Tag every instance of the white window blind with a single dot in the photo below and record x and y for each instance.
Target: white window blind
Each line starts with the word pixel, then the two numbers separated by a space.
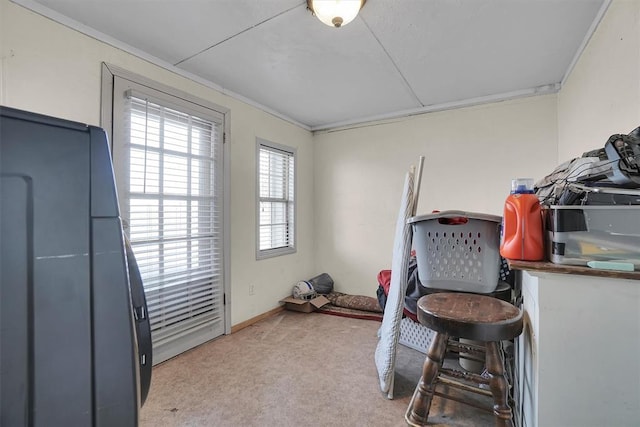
pixel 276 205
pixel 174 211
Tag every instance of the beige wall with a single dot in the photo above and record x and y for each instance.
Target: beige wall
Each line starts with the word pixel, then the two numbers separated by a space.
pixel 602 94
pixel 471 156
pixel 351 179
pixel 51 69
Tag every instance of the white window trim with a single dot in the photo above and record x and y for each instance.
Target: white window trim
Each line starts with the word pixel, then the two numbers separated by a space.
pixel 270 253
pixel 109 72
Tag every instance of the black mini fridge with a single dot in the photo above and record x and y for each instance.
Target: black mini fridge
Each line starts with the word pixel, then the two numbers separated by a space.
pixel 75 344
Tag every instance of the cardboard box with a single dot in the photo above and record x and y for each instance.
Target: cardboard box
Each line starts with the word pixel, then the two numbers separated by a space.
pixel 305 306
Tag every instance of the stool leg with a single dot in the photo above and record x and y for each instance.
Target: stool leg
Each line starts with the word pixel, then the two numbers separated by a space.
pixel 418 410
pixel 499 386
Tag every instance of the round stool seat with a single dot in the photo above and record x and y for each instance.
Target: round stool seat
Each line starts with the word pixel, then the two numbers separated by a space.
pixel 471 316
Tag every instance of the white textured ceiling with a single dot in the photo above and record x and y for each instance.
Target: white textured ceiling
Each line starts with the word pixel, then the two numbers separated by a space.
pixel 396 57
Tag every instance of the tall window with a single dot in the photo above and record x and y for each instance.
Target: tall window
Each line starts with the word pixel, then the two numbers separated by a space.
pixel 276 199
pixel 169 173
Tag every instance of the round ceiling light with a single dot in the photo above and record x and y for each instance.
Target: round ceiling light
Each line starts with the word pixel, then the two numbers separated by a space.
pixel 335 13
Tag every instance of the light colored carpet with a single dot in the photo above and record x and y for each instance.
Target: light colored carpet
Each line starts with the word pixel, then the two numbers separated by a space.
pixel 292 369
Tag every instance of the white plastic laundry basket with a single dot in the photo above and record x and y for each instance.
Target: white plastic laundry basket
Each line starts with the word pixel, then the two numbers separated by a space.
pixel 457 250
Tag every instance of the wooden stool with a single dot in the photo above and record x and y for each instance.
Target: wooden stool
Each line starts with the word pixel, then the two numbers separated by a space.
pixel 474 317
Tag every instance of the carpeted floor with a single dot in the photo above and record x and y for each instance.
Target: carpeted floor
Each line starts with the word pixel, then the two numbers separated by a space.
pixel 292 369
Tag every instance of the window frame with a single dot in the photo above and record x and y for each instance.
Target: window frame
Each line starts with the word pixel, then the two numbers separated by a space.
pixel 174 97
pixel 292 248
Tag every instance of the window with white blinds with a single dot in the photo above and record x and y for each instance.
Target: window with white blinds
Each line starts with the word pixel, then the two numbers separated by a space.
pixel 276 201
pixel 173 208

** Description of the task **
Reproduce the items above from their beginning through the line with "pixel 51 69", swapping "dot" for "marker" and keeping everything else the same. Leave the pictures out.

** Expected answer **
Tag every instance of the white window blind with a single marker in the photo below and record x and y for each instance.
Target: white window blind
Each line starts with the word pixel, then the two numbers separated by a space.
pixel 276 205
pixel 174 211
Tag every instance of the beige wall with a single marker in the photo above and record x and y for each instance.
Target: beige wall
Each line starts with the word pixel, then the two numbers separated by a space.
pixel 602 94
pixel 471 156
pixel 351 179
pixel 51 69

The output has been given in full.